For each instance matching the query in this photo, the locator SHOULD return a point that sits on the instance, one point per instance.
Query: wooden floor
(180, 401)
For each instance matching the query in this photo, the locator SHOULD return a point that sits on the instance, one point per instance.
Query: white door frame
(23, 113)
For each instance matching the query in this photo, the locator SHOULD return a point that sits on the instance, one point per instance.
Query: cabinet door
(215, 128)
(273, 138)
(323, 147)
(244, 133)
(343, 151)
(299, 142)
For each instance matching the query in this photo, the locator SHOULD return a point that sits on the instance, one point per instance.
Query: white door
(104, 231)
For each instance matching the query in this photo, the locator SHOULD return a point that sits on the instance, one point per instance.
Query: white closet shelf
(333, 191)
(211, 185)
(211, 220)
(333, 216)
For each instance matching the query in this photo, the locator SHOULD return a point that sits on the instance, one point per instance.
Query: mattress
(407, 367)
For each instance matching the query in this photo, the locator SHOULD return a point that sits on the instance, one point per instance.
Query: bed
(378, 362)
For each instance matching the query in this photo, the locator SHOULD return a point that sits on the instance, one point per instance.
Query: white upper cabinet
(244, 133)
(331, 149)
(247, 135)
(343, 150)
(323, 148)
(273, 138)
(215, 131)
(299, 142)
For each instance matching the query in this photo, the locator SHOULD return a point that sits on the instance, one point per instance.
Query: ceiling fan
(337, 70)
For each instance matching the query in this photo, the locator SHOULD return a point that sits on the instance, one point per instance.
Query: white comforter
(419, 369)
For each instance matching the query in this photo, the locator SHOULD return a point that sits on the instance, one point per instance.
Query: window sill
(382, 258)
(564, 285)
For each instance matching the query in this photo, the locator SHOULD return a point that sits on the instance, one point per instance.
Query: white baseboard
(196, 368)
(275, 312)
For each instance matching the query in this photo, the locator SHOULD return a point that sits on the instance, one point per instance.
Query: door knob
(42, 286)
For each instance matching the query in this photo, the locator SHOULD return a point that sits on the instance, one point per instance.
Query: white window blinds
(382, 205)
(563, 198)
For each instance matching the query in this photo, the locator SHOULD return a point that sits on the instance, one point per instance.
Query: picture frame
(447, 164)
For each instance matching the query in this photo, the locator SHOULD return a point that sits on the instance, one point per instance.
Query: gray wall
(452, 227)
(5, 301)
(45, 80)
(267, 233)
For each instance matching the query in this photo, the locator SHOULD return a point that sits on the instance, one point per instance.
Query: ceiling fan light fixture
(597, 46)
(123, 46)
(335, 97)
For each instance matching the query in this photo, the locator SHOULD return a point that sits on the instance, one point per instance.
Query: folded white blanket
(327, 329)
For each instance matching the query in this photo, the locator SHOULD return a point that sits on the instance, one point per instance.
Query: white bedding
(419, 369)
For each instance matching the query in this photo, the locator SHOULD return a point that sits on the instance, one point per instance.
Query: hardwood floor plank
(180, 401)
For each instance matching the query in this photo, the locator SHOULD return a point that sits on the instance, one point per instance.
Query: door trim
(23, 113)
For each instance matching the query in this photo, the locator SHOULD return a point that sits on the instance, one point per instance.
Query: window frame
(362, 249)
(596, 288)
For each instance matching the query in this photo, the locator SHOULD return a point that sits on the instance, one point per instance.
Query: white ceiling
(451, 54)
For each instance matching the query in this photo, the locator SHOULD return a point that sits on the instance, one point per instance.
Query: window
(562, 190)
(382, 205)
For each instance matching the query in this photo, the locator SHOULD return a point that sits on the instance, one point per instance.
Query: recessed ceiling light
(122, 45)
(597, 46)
§
Count how many lines of the rows above contain the string "cabinet". Reply with that number alone.

2